> [Work required]:
All records below are to be repeated precisely, with nothing added.

> [Provided data]:
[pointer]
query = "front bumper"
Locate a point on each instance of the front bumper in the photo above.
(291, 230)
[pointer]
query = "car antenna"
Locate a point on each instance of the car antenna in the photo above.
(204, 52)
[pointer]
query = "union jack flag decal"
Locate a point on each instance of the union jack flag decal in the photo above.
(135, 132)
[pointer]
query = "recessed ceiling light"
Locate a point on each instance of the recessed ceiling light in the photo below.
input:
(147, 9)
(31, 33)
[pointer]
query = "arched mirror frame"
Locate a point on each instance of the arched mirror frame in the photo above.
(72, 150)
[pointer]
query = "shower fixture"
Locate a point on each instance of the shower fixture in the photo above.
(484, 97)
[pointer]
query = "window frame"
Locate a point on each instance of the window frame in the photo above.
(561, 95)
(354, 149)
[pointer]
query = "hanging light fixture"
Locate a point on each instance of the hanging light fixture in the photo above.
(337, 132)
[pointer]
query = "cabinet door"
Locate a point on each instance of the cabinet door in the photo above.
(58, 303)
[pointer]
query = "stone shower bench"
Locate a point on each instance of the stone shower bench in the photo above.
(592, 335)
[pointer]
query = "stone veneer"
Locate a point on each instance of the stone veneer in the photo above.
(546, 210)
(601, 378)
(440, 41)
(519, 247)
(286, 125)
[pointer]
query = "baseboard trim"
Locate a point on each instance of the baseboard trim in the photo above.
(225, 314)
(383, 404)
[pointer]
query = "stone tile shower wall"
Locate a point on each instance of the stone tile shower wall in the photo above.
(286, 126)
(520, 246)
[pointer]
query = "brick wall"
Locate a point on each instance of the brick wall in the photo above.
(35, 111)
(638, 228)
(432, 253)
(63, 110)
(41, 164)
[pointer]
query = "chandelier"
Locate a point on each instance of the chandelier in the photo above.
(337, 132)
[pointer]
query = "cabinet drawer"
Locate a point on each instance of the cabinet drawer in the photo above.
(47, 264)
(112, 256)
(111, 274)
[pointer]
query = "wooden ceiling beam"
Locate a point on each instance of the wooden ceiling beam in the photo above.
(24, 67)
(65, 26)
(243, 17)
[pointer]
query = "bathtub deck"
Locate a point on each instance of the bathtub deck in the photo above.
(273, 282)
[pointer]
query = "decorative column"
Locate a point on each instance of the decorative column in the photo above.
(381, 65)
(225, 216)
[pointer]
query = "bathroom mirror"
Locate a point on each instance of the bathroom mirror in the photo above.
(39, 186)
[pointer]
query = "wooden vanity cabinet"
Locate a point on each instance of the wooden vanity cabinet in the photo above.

> [Solved problem]:
[pointer]
query = "front bumper"
Locate a point on each instance of the front bumper in the photo above.
(291, 230)
[pointer]
query = "car antenna"
Locate a point on each instance of the car antenna in the photo above.
(204, 52)
[pointer]
query = "union jack flag decal"
Locate a point on each instance of the union jack flag decal in the photo above.
(135, 132)
[pointer]
query = "recessed ceiling light"
Locate a point on each instance of the recessed ceiling light in the photo below.
input:
(147, 9)
(31, 33)
[pointer]
query = "arched mirror frame"
Locate a point on each instance of the arched mirror frame in the photo above.
(72, 150)
[pointer]
query = "shower fixture"
Locate a point on each instance of the shower fixture in the photo above.
(484, 97)
[pointer]
query = "window frame"
Locate a point on each instance of the window frame in the photo above.
(561, 95)
(354, 149)
[pointer]
query = "hanging light fixture"
Locate a point on each instance of the hanging light fixture in the photo above.
(337, 132)
[pointer]
query = "cabinet door"
Locate a point on each instance of the cabinet door in the photo above.
(58, 303)
[pointer]
query = "stone shower bench"
Locate a point on each instance of the stone shower bench in the photo above.
(592, 335)
[pointer]
query = "stone veneer"
Locate a point on each instance of the stone veneer in the photo above.
(546, 210)
(601, 378)
(440, 41)
(519, 247)
(286, 125)
[pointer]
query = "baseboard trim"
Locate a point on each instance of the baseboard trim in the photo above.
(225, 314)
(383, 404)
[pointer]
query = "stone tile shower wall"
Locate a point on each instance of the stone tile shower wall in the photo above.
(286, 126)
(520, 246)
[pointer]
query = "brick wall"
Locate a point on each instance of the brick wall in the photo above.
(35, 111)
(638, 228)
(432, 253)
(63, 110)
(41, 164)
[pointer]
query = "chandelier"
Locate a point on each instance of the chandelier in the photo above.
(337, 132)
[pointer]
query = "cabinet drawer"
Locate a point on each instance of the cabinet drawer in the photo above.
(47, 264)
(112, 256)
(111, 274)
[pointer]
query = "wooden ceiling beam"
Locate a point on each instance of the wooden ceiling beam in the photo above.
(24, 67)
(65, 26)
(243, 17)
[pointer]
query = "bathtub deck"
Locate a point on each instance of the bathtub deck in the photo above.
(273, 282)
[pointer]
query = "decorative column"
Locate a point on each instance of the decorative column in the photo above.
(381, 65)
(225, 216)
[pointer]
query = "bathroom mirror"
Locate a point on each instance of the bathroom mirror in the photo above.
(39, 186)
[pointer]
query = "wooden vanity cabinet"
Locate a point on each instance of the wooden vanity cabinet in the photo above.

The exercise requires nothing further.